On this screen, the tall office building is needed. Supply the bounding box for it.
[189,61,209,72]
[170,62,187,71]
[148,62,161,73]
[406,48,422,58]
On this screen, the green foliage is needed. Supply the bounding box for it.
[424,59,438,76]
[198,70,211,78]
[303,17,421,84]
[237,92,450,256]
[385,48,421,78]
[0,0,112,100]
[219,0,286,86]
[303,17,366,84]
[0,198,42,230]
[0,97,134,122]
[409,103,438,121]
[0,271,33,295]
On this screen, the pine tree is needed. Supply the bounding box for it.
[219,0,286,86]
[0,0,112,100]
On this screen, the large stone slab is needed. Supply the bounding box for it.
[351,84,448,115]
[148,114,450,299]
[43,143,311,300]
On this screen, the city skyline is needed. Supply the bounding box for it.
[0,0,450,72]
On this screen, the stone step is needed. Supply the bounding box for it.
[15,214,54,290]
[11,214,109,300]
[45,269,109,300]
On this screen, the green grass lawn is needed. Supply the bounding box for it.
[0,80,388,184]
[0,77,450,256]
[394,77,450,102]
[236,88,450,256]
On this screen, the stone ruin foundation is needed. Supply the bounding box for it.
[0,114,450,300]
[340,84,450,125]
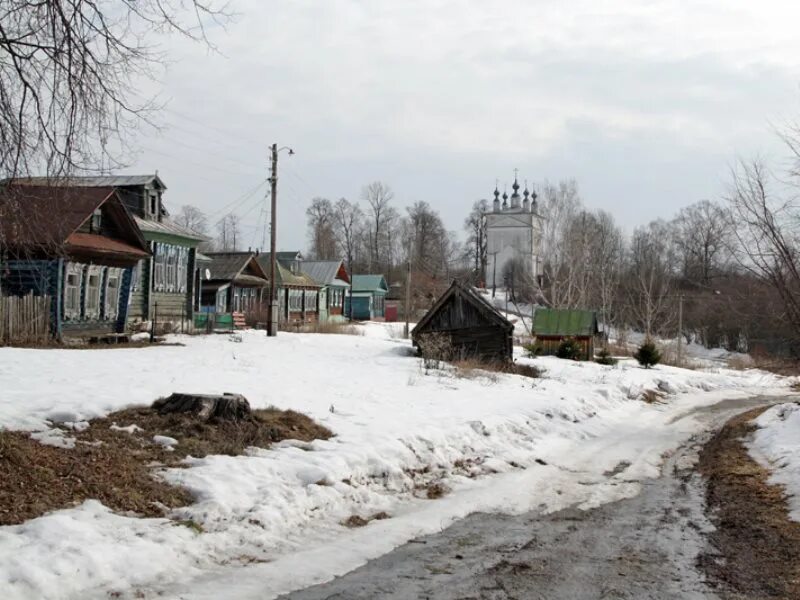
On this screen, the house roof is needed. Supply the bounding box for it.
[533,308,598,336]
[2,173,167,190]
[351,275,389,292]
[412,280,514,335]
[207,252,267,281]
[0,184,148,256]
[66,233,149,258]
[134,216,208,242]
[300,260,349,287]
[256,252,321,288]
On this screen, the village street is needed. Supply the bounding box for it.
[283,397,790,600]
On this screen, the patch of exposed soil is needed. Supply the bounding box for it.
[698,408,800,600]
[0,407,332,525]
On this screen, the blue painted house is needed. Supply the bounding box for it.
[0,182,150,338]
[344,275,389,321]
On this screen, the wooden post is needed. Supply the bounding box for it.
[150,302,158,344]
[403,261,411,339]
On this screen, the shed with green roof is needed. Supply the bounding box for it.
[344,275,389,321]
[533,308,599,360]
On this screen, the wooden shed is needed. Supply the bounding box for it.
[533,308,599,360]
[411,281,514,362]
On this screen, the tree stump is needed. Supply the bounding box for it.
[153,393,250,421]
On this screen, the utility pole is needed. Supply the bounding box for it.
[403,260,411,339]
[267,144,294,337]
[678,294,683,367]
[267,144,278,337]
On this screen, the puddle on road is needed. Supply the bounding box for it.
[669,396,800,425]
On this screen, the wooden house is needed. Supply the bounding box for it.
[300,260,350,321]
[411,281,514,362]
[0,182,149,338]
[257,252,322,324]
[202,252,269,329]
[533,308,599,360]
[9,174,206,331]
[344,275,389,321]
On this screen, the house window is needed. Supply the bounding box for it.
[150,192,158,217]
[89,208,103,233]
[289,290,303,312]
[305,290,317,312]
[104,268,122,319]
[153,243,166,291]
[83,267,103,319]
[64,263,83,319]
[153,243,189,293]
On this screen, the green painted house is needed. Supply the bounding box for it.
[344,275,389,321]
[7,174,206,331]
[300,260,350,321]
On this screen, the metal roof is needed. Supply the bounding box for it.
[66,233,149,258]
[134,216,208,242]
[5,173,167,190]
[351,275,389,292]
[533,308,598,336]
[300,260,349,287]
[207,252,260,281]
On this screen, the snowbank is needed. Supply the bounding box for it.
[750,403,800,521]
[0,324,783,599]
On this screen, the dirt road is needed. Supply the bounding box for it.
[286,397,786,600]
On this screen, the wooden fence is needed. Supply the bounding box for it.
[0,294,51,346]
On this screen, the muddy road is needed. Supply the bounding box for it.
[284,397,790,600]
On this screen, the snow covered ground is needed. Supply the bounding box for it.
[0,324,789,599]
[750,403,800,521]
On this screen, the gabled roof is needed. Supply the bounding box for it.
[533,308,598,336]
[351,275,389,292]
[300,260,349,285]
[206,252,268,283]
[256,252,321,288]
[6,173,167,190]
[413,280,514,334]
[134,217,208,242]
[0,184,148,256]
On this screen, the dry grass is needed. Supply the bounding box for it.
[450,359,544,383]
[279,320,364,335]
[342,511,391,528]
[0,408,332,525]
[698,408,800,600]
[639,390,666,404]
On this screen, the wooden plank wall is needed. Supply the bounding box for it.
[0,294,51,345]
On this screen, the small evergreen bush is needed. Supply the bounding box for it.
[594,348,617,365]
[633,340,661,369]
[556,338,581,360]
[522,342,544,358]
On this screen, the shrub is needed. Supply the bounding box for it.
[522,342,544,358]
[417,333,455,371]
[594,348,617,365]
[556,338,581,360]
[633,340,661,369]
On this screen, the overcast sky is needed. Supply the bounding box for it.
[126,0,800,249]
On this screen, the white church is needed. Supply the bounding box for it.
[486,176,542,288]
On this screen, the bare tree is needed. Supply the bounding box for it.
[306,198,337,260]
[624,221,675,338]
[217,213,242,252]
[672,200,731,286]
[361,181,398,269]
[729,158,800,351]
[464,200,489,282]
[172,204,208,235]
[0,0,231,177]
[333,198,364,275]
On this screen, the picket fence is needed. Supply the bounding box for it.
[0,294,51,346]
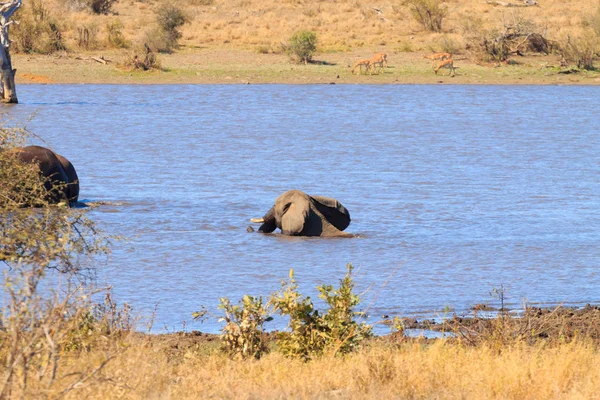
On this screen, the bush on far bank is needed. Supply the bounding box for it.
[284,31,317,64]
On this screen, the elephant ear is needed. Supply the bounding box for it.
[281,202,309,235]
[311,196,350,231]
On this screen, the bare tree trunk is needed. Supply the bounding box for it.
[0,0,22,103]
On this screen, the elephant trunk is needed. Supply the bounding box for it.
[255,206,277,233]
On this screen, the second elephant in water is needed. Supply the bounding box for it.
[15,146,79,206]
[251,190,353,237]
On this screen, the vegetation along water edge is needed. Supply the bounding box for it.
[11,0,600,84]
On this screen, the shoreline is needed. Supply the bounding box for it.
[13,48,600,86]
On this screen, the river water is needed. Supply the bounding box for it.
[6,85,600,332]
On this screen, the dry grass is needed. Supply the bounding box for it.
[11,0,598,52]
[10,336,600,399]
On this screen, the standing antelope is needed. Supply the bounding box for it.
[369,53,387,74]
[373,53,387,67]
[434,58,454,76]
[350,60,371,75]
[423,53,452,65]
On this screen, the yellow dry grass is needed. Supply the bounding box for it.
[25,0,599,52]
[9,337,600,399]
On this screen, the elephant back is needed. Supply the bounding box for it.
[54,153,79,203]
[17,146,69,203]
[311,196,350,231]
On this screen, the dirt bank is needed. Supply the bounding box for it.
[13,46,600,85]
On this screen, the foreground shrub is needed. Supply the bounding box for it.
[403,0,448,32]
[285,31,317,64]
[0,123,123,399]
[272,264,372,359]
[219,295,273,358]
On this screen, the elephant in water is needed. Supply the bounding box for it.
[251,190,353,237]
[15,146,79,206]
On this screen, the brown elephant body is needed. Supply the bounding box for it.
[16,146,79,206]
[256,190,352,237]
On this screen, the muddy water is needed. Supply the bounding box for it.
[8,85,600,332]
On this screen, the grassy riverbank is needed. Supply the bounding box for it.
[17,326,600,399]
[11,0,600,84]
[13,48,600,85]
[57,335,600,399]
[0,306,600,399]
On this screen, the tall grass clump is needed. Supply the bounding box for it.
[145,3,189,53]
[403,0,448,32]
[285,31,317,64]
[560,31,600,70]
[106,20,130,49]
[88,0,119,15]
[11,0,67,54]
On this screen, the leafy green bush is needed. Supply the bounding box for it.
[403,0,448,32]
[285,31,317,64]
[145,4,189,53]
[106,20,130,48]
[219,295,273,359]
[560,32,600,70]
[11,0,66,54]
[271,264,372,359]
[0,126,117,399]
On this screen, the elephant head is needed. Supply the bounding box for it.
[251,190,352,237]
[16,146,79,206]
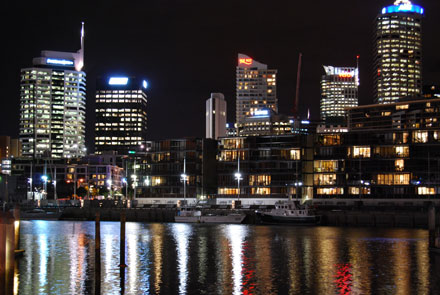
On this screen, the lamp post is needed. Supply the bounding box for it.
[122,177,128,200]
[180,157,188,200]
[107,179,113,198]
[41,175,48,199]
[295,181,302,199]
[234,153,243,200]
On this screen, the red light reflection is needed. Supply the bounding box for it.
[334,263,353,295]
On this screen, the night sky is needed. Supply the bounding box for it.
[4,0,440,150]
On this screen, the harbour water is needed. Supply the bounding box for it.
[14,220,440,294]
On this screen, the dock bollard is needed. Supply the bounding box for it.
[95,211,101,295]
[119,210,127,267]
[0,213,15,294]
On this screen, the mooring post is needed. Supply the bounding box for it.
[14,205,20,250]
[119,210,127,267]
[95,211,101,295]
[428,205,436,248]
[0,213,15,294]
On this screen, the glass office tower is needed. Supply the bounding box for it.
[374,0,424,103]
[95,77,148,155]
[19,24,86,158]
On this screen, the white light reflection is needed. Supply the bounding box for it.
[171,223,192,294]
[39,234,47,287]
[225,224,247,295]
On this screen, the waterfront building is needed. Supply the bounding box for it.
[95,76,148,155]
[374,0,424,103]
[314,99,440,200]
[423,85,440,98]
[217,134,313,205]
[133,138,217,204]
[206,93,227,139]
[226,123,237,137]
[5,155,125,200]
[19,24,86,158]
[236,53,278,124]
[237,109,292,136]
[321,66,359,123]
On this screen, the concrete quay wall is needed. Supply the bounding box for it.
[60,208,436,229]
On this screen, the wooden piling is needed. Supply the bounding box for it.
[14,206,20,250]
[428,205,436,248]
[119,210,127,267]
[95,211,101,295]
[0,213,15,295]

.....

GIVEN REQUEST: Copy the rows between the line holding "On this screen, the puddle" and the line holding "[153,243,189,293]", inclusive, swapping "wooden house" for "timber house" and keeping everything else the same.

WRITTEN SOLUTION:
On this screen, the puddle on road is needed. Supply the bounding box for it.
[669,396,800,425]
On this screen, the timber house is needed. Supply the bounding box for it.
[300,260,350,321]
[411,281,514,362]
[0,182,149,338]
[257,252,322,324]
[202,252,269,329]
[533,308,599,360]
[9,174,206,331]
[344,275,389,321]
On this screen, the house window is needed. Supply the bounding box for it.
[150,192,158,217]
[89,208,103,233]
[289,290,303,312]
[305,290,317,312]
[104,268,122,319]
[153,243,166,291]
[83,267,103,319]
[64,263,83,319]
[153,243,189,293]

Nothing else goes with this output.